- _AIM OF THE EXERCISE_: Search the records below for the string "distant" and copy each line where it turns up.

- _RECORDED INFORMATION_:

((

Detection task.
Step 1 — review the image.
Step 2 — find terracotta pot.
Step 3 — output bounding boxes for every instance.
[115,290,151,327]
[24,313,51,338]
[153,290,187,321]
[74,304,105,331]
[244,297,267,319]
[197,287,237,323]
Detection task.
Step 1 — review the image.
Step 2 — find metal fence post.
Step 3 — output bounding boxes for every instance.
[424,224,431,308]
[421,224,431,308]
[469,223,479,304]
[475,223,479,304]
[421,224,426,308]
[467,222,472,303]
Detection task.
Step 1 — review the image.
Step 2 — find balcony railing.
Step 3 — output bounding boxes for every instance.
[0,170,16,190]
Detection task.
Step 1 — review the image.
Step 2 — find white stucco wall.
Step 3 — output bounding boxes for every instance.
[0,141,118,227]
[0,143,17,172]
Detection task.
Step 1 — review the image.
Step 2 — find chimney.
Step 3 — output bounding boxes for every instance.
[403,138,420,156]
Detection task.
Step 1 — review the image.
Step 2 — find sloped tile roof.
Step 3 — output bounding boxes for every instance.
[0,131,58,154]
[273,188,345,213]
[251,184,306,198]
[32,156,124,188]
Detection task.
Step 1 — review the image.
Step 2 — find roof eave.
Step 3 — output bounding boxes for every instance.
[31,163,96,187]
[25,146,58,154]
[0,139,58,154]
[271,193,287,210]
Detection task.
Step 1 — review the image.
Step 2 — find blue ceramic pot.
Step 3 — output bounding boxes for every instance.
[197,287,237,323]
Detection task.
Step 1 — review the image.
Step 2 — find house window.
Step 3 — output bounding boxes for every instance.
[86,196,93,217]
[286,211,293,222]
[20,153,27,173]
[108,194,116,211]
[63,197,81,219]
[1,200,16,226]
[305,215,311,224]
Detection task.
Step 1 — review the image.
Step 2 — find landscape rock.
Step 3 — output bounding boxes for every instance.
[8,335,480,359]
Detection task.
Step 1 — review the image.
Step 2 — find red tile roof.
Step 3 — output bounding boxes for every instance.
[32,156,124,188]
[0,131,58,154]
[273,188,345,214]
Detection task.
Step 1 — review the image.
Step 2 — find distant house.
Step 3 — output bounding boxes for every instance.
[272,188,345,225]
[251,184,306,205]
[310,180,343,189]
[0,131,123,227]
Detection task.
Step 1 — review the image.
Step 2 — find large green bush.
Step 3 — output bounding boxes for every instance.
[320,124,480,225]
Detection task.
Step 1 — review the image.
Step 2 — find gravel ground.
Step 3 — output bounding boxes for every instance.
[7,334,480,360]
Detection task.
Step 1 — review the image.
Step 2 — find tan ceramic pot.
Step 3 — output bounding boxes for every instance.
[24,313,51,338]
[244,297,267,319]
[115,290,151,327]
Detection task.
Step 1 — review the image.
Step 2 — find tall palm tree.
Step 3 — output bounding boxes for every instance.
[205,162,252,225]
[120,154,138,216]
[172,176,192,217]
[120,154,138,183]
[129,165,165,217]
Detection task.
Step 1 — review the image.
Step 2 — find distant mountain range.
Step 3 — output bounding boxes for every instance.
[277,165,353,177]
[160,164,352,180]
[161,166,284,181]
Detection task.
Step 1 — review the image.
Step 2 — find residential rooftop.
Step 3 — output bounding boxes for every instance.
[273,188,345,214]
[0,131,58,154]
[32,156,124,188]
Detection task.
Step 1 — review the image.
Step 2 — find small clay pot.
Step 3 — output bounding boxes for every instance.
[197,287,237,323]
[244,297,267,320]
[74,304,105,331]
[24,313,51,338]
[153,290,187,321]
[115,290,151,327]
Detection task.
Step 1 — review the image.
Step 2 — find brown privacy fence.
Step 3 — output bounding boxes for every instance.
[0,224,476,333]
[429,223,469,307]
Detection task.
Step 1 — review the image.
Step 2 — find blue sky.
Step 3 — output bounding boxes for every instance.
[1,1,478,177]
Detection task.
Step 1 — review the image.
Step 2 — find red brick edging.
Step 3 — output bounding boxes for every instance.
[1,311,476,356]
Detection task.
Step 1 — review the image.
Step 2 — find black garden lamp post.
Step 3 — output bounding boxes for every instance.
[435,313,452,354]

))

- _TASK SOLUTION_:
Step 2 — find distant house.
Step 2 — find distant mountain range.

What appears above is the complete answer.